PAGE EXTRACT
*** Block opens ***

In Minneapolis and beyond, people are standing up to evil people tearing families apart because they believe in fairness and justice, not because they are adherents to “data-driven decision making.” Rigorous policy analysis is not meaningful inside a political vacuum. US residents have been subject to decades of propaganda inveighing against intellectual inquiry in science, the humanities, and institutionally-run journalism; consequently, everything from vaccines to climate science is under attack. Abundance theory, even with an equity focus, provides no insight or means for addressing this existential crisis.
Recommendations for an incoming Governor
The actions below all require political capital and the willingness to take on powerful industries. They are part of an agenda based not on “abundance,” but on justice and equity—public policy qualities millions of Californians desperately need and deserve.
Convene a blue-ribbon panel led by environmental justice practitioners to develop options for orderly, equitable and significant reductions in irrigated agriculture.
Work with the legislature to promote ballot initiatives that:
• Reform the water rights system
• Make wealthy corporations and individuals pay their fair share
Provide sustained funding for universal water access
• Modify property taxes (Prop 13 reform)
• Modify water rate rules (Props 218 & 26 reform)
Take action to reign in the power of Big Tech
• Tax & regulate AI
Limit data center water and energy use
Fund independent media
• Stand against technofascism
[1] https://www.compactmag.com/article/abundance-requires-redistribution/, https://cosmonautmag.com/2025/09/abundance-liberalism-or-social-efficiency/
[2] The shortcomings of this approach are understood to result from cognitive bias. See: Maslow, Abraham Harold (1966). The Psychology of Science: A Reconnaissance. Harper & Row. p. 15-16. ISBN 978-0-8092-6130-7.
[3] Here I refer to any environmental good, such as clean air, clean water, and healthy ecosystems.
[4] See, for example, the thinking of Rihana Gunn-Wright on the Green New Deal: https://www.energypolicy.columbia.edu/green-new-deal-rhiana-gunn-wright/
[5] California’s agricultural production includes a diverse array of crops and is valued at over $60 billion annually. See: https://www.cdfa.ca.gov/statistics/, accessed February 20, 2026. For drinking water access, roughly 98% of the state’s population has access to safe & reliable supplies. See: https://www.waterboards.ca.gov/drinking_water/certlic/drinkingwater/documents/needs/2025/2025-needs-factsheet.pdf, accessed February 20, 2026.
[6] There are strong arguments that technological advancement and streamlined development rules will not equitably address fundamental problems in other economic sectors (e.g., housing, healthcare, etc.) as well, hence the use of “solve” in quotes.

*** Block closes ***

LISTED ENTRIES
*** Block opens ***

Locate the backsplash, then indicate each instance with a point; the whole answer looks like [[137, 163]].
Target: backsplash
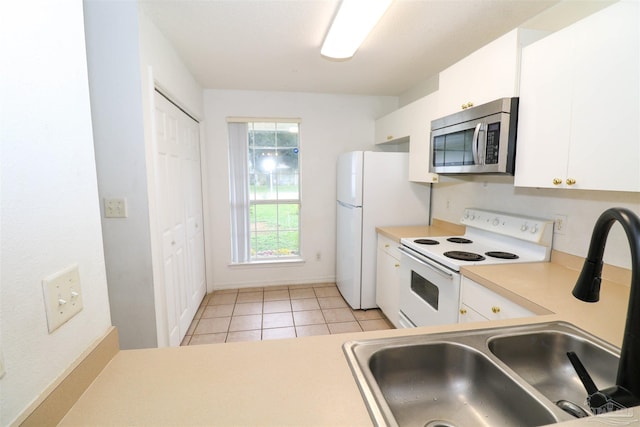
[[451, 195]]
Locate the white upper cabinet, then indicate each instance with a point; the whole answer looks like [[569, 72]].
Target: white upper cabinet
[[579, 124], [392, 128], [489, 73], [411, 123]]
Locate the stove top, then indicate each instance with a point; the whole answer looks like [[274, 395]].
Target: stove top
[[490, 238]]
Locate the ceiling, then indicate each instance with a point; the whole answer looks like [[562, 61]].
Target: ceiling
[[275, 44]]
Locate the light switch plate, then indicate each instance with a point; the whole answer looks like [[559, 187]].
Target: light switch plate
[[62, 296], [115, 208]]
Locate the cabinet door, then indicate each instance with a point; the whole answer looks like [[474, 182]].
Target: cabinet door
[[544, 113], [388, 280], [579, 109], [487, 74], [391, 128], [179, 204], [421, 113], [469, 315], [605, 137]]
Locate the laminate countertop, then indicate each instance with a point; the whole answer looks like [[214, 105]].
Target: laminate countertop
[[307, 381]]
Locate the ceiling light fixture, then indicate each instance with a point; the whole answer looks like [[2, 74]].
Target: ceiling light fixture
[[352, 24]]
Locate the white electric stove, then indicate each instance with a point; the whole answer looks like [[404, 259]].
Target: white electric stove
[[430, 288]]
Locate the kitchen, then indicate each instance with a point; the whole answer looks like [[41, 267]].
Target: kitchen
[[27, 350]]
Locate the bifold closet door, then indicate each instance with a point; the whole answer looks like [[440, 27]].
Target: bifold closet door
[[179, 213]]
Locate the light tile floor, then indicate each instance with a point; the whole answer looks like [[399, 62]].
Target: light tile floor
[[255, 314]]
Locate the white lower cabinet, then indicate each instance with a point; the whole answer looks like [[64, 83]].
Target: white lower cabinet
[[388, 279], [479, 303]]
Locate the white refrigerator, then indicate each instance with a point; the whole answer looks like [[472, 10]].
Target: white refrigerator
[[373, 190]]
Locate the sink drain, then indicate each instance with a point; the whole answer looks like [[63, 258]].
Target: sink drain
[[439, 423]]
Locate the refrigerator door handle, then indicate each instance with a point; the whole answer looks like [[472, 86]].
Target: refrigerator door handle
[[347, 205]]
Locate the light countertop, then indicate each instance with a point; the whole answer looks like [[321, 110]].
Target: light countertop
[[307, 381]]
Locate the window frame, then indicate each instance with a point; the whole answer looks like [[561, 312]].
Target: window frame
[[241, 201]]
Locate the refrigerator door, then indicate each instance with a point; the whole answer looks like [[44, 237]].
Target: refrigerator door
[[388, 199], [348, 252], [349, 178]]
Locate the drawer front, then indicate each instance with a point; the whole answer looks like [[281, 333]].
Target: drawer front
[[490, 304]]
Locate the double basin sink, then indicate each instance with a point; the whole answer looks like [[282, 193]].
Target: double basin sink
[[509, 376]]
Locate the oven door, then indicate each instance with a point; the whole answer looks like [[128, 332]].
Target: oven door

*** Block closes ***

WHAT YOU WILL DO
From the commentary on abundance and California policy above, write out the passage that opens with the words "Recommendations for an" and closes with "218 & 26 reform)", reproducing it word for word.

PROBLEM SOLUTION
Recommendations for an incoming Governor
The actions below all require political capital and the willingness to take on powerful industries. They are part of an agenda based not on “abundance,” but on justice and equity—public policy qualities millions of Californians desperately need and deserve.
Convene a blue-ribbon panel led by environmental justice practitioners to develop options for orderly, equitable and significant reductions in irrigated agriculture.
Work with the legislature to promote ballot initiatives that:
• Reform the water rights system
• Make wealthy corporations and individuals pay their fair share
Provide sustained funding for universal water access
• Modify property taxes (Prop 13 reform)
• Modify water rate rules (Props 218 & 26 reform)